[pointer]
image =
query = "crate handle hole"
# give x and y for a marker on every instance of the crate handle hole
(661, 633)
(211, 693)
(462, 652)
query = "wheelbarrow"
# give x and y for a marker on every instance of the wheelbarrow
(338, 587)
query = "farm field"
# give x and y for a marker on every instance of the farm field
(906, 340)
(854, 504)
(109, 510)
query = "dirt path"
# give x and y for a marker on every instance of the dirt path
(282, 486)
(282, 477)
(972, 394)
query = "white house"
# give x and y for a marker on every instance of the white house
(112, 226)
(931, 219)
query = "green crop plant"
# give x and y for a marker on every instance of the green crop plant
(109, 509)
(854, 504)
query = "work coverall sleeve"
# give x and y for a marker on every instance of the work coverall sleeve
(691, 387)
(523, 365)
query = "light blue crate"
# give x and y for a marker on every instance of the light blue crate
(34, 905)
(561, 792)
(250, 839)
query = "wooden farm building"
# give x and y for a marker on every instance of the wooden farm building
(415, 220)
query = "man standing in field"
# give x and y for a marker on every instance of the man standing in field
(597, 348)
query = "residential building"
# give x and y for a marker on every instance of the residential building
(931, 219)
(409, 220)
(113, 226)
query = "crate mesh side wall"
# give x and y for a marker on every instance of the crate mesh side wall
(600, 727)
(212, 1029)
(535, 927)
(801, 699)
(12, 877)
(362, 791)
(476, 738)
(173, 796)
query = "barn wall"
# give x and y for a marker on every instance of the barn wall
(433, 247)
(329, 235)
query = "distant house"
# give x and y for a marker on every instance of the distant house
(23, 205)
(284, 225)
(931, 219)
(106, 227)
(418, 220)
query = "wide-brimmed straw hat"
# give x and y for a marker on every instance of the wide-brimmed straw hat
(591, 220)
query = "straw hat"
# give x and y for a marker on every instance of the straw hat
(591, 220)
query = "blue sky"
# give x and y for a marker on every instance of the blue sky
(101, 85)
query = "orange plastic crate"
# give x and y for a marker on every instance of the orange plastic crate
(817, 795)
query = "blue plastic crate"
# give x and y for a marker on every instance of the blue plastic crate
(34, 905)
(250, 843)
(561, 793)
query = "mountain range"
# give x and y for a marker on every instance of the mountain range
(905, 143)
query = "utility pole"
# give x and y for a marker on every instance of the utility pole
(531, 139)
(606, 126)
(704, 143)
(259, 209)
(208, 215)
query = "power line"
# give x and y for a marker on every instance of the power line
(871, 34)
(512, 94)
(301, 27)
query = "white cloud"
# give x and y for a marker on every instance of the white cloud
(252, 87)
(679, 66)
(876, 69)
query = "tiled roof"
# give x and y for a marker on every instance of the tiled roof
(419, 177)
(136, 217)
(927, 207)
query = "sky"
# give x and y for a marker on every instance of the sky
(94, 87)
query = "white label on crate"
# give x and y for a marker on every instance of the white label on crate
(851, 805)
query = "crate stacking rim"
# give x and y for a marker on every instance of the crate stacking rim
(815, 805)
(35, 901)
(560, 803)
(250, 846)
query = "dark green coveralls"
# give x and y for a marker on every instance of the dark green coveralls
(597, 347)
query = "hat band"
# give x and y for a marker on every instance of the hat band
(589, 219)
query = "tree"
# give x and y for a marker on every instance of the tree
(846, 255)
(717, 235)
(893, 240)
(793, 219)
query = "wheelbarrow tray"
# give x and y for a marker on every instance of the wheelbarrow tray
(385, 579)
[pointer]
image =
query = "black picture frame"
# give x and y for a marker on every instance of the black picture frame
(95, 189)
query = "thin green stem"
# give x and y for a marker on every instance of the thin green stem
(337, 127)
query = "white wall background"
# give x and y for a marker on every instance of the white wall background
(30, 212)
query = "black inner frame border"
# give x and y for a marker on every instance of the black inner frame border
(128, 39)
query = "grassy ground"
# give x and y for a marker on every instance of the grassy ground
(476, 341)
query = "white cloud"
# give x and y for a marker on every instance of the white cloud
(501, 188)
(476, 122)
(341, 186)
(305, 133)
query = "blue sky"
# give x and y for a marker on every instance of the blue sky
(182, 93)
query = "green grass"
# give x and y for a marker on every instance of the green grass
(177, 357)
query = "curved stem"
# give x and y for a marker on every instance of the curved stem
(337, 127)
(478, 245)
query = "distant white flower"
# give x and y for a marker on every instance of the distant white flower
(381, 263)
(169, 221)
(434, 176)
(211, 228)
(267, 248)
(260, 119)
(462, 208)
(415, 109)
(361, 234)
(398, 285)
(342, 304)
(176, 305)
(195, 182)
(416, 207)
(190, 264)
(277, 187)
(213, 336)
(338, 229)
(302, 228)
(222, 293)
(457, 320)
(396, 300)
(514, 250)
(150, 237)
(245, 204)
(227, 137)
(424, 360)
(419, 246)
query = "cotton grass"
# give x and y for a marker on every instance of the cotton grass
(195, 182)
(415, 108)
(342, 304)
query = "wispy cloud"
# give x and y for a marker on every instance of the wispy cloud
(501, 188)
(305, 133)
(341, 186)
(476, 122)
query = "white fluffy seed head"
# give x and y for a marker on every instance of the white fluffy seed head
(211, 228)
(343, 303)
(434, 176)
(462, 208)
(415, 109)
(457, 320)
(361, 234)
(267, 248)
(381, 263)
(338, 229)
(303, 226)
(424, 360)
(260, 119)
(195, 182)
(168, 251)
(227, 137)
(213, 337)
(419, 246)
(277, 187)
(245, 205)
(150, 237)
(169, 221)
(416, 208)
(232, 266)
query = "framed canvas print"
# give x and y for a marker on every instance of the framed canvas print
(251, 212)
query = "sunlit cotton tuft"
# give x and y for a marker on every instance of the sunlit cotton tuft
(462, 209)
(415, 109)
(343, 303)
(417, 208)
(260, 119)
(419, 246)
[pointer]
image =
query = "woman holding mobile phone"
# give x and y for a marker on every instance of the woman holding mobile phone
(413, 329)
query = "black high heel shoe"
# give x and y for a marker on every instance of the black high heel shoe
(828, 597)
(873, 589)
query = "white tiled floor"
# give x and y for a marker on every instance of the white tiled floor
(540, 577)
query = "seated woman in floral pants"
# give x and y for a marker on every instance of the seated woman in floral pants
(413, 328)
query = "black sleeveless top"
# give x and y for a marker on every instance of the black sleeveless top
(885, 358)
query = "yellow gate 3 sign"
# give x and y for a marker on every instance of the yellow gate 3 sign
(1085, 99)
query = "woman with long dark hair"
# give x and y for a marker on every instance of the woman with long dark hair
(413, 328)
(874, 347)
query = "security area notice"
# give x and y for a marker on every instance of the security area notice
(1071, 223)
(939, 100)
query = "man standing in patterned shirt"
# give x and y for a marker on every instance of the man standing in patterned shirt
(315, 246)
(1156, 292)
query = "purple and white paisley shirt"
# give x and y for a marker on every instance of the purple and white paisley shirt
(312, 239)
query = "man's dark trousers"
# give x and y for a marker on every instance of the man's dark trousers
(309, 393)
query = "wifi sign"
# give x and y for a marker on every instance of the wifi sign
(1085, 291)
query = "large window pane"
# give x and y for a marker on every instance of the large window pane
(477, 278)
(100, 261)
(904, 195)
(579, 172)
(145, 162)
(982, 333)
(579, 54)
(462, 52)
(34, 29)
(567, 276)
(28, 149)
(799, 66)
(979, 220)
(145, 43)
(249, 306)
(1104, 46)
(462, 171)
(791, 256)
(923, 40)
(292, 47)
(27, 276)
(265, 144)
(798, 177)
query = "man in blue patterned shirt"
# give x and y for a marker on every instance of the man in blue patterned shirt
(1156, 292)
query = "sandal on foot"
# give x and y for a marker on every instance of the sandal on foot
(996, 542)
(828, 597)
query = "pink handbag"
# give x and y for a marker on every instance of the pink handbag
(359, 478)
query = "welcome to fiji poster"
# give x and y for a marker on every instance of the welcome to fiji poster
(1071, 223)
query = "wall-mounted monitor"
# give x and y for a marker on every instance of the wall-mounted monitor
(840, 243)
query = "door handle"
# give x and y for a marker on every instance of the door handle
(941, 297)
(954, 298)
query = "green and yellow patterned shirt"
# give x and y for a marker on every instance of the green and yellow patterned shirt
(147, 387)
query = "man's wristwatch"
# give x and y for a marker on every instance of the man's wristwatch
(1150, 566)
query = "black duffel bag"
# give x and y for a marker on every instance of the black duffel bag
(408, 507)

★ ★ ★ ★ ★ ★ ★

TASK GOAL>
How many lines of the data above contain the string "duffel"? Reply with the number only.

FINISHED ANSWER>
2